*QUESTIONS*.
a - In two sentences, summarize the blog post about giving up CDs.
b - Answer these questions using the blog post about giving up CDs:
(i) Which two albums did the writer set out to buy on Amazon?
(ii) Which two devices does the writer own without having fully made the switch to them?
(iii) What film did the writer watch the night before?
c - Set down a passage from the blog post about giving up CDs word for word. Begin at the words "I've got an" and stop after "it's the plastic.".

*TEXT FOR ANALYSIS*.
··········

Welcome to Life in 361˚. This blog is an 'open journal' - a space where I keep notes on bits & pieces I come across day-to-day - including books and articles I've read that I feel are worth sharing, interesting pictures and photos (I'm a visual learner, you see), random musings - and anything else that happens to catch my eye or ear. It also acts as a kind of 'open experiment' in terms of developing my views and writing skills - and networking with other people of a like-mind.

If you've stumbled upon here randomly, then I suggest you check out my biography and other pages.

Please Note: This site, and the social networking profile pages connected with it, reflect my personal interests & views which do not necessarily represent those of organisations I am affiliated / associated with.


CD armageddon

Today I logged onto Amazon to purchase Sigh No More by Mumford & Sons and What did you expect? by The Vaccines, in CD format. I estimate I own around 300 CDs - built up over years and years. The truth is I listen to very few of them but instead keep them as evidence of how my music tastes have changed, milestones on the journey. They're one of the few things I hoard - other things, such as clothes and books, I am happy to charity shop when I no longer use them. 

I've got an I-Pod, and a Kindle for that matter, but haven't been able to fully make the switch. I have been unable to break the need to have something material in my hands.

But what made me cancel my purchase today was the simple thought that I was damaging the environment by continuing this habit. It's not just the carbon footprint of CDs compared to MP3s - to which there has been some debate as to how greener downloads really are - it's the plastic. 

I watched Terminator Salvation last night, not the most conceptually-provocative sci-fi story but some light relief after a hard week intellectually, and I wonder whether the future will really be one blighted by nuclear war, or metallic monsters even - or will it be one damned by simple plastic? Certainly, the impact of carrier bags on the ocean suggest we maybe storing up a disasterous legacy for our sons & daughters.

So today I'm making a public pledge,  'giving testimony' as the Quakers say, to end my plastic addiction (and to try with paper books also).

··········

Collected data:

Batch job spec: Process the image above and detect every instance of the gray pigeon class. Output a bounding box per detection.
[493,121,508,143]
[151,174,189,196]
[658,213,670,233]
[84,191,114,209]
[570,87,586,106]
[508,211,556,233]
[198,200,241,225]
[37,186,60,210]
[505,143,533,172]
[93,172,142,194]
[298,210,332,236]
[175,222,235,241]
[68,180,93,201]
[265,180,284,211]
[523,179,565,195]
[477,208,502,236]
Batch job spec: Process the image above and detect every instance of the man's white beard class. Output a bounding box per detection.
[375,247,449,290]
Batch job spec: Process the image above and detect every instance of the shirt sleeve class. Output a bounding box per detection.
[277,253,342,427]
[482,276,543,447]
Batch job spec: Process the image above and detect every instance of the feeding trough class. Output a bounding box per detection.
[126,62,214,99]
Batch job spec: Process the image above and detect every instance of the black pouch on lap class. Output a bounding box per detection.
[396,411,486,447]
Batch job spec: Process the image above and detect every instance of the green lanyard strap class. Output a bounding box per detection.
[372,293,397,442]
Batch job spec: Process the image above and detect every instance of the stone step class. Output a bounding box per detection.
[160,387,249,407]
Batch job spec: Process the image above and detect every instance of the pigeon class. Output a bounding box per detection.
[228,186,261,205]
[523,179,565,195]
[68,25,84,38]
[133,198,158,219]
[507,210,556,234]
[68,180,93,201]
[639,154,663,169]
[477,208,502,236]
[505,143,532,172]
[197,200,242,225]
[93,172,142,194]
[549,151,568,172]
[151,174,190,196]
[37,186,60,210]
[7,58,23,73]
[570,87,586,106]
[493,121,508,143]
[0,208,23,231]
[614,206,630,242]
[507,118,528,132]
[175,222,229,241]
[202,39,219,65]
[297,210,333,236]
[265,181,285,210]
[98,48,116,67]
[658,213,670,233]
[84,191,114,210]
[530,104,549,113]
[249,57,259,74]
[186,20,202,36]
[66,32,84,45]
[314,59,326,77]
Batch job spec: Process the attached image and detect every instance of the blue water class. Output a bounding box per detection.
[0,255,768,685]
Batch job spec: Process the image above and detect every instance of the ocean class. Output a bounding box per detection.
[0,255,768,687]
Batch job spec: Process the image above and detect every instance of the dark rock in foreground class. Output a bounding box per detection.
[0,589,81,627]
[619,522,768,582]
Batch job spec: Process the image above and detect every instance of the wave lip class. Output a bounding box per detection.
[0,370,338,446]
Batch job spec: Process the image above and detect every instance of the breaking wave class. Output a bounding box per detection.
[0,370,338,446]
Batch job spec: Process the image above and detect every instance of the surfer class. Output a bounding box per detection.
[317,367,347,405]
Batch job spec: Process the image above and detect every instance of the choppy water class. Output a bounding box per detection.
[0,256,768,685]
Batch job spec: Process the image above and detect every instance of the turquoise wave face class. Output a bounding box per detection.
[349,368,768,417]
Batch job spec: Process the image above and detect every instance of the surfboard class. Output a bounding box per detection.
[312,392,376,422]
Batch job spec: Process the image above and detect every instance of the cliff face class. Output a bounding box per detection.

··········

*ANSWERS FOR THE EXERCISE*.
a - The blog's writer keeps it as an open journal and owns around 300 CDs, but canceled an Amazon order for two more after deciding that the habit harms the environment, especially through plastic. Thinking about the future after watching Terminator Salvation, and about carrier bags in the ocean, the writer publicly pledges to end a plastic addiction and to try to give up paper books too.

b -
(i) Sigh No More by Mumford & Sons and What did you expect? by The Vaccines.
(ii) An I-Pod and a Kindle.
(iii) Terminator Salvation.

c -
I've got an I-Pod, and a Kindle for that matter, but haven't been able to fully make the switch. I have been unable to break the need to have something material in my hands.

But what made me cancel my purchase today was the simple thought that I was damaging the environment by continuing this habit. It's not just the carbon footprint of CDs compared to MP3s - to which there has been some debate as to how greener downloads really are - it's the plastic.